(TEXT FOR ANALYSIS begins)

Crucially, add .config(“spark.jars.packages”, “…”) with the correct Maven coordinates for the Avro and BigQuery connectors. Self-correction: Initially might forget the Scala version suffix (_2.12), but it’s important for compatibility. Need to mention that the user should adjust versions as needed.

Design the Schema Mapping Configuration:
A dictionary schema_mapping_config is intuitive.
Example mappings:
“avro_col”: “bq_col” (Rename)
“avro_col”: “CAST(avro_col AS STRING) AS bq_col” (Transform + Rename) “avro_col”: None (Drop)
“new_bq_col”: “‘some_value’ AS new_bq_col” (Add new column with literal/expression)

Consider edge cases: What if a key in the mapping doesn’t exist in the Avro file? The code should handle this — treat it as a new column definition. What if a value is just a rename? Just use the value as the alias. What if it’s a transformation? Use expr().

Implement the Core Logic (Reading, Transforming, Writing):
Read: spark.read.format(“avro”).load(gcs_avro_path) — straightforward. Transform:
Iterate through the schema_mapping_config dictionary.

(TEXT FOR ANALYSIS ends)

EXERCISES ->
a) In the notes on mapping Avro columns to BigQuery, how should the code treat a mapping key that doesn't exist in the Avro file?
b) Carry the notes on Avro-to-BigQuery schema mapping forward, picking up after the line about iterating through schema_mapping_config.

(RAW DATA begins)

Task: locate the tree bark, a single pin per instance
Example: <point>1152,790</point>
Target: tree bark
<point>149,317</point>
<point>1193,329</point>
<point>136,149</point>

(RAW DATA ends)
(RAW DATA begins)

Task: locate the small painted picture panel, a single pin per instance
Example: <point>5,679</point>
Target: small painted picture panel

(RAW DATA ends)
(RAW DATA begins)

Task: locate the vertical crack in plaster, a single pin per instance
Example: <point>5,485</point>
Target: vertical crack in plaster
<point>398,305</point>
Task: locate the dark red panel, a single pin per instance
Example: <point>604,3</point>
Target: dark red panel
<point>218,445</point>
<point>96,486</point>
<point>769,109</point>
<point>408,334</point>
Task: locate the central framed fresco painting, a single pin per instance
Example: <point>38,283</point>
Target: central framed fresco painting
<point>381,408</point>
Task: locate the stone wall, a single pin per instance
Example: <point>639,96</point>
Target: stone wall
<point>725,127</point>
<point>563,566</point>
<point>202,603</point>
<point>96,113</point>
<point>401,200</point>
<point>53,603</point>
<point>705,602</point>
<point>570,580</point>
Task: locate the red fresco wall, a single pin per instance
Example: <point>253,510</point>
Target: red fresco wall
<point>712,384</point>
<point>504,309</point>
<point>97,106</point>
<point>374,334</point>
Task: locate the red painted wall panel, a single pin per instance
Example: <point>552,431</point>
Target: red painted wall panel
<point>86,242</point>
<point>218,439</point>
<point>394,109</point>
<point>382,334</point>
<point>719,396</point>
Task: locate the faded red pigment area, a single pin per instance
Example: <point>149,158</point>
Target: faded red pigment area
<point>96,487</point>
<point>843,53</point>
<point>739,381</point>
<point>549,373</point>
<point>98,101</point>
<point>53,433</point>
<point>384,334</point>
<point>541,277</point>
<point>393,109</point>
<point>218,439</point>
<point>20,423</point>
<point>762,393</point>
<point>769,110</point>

(RAW DATA ends)

RESPONSES ->
a) It should treat the key as a new column definition.

b)
Build a list of Spark SQL expressions (select_expressions). For each (avro_field, bq_expression) pair:
If bq_expression is None, skip (drop the column).

Check if avro_field exists in the input DataFrame’s columns (df.columns). This helps differentiate between transforming an existing field and adding a new one based solely on the bq_expression. Correction: The initial thought might be simpler, just using the bq_expression. But explicitly checking avro_field in df.columns might make the intent clearer, though expr() handles both cases well. Let’s stick with iterating through the config and using expr(bq_expression) for simplicity and power, as expr can handle literals, column references, and functions.

Append expr(bq_expression) to the select_expressions list.
Apply the selection: df_transformed = df.select(*select_expressions) Write:
df_transformed.write.format(“bigquery”)
.option(“table”, bigquery_table)
.option(“temporaryGcsBucket”, temp_gcs_bucket) .mode(write_mode)

Add flexibility for other BigQuery options using **kwargs or a dedicated dictionary (bigquery_options). Passing **bigquery_options to the main function and iterating through them to set .option() is clean.

.save() triggers the write. Add Robustness:

Function Definition: Encapsulate the logic in a function (migrate_avro_to_bigquery) for reusability.

Type Hinting: Add type hints for clarity (spark: SparkSession, gcs_avro_path: str, etc.).

Docstrings: Write clear docstrings explaining the function’s purpose, arguments, and potential exceptions.

Input Validation: Check for empty/None paths and tables. Check if the schema config is a dictionary. Add ValueError exceptions.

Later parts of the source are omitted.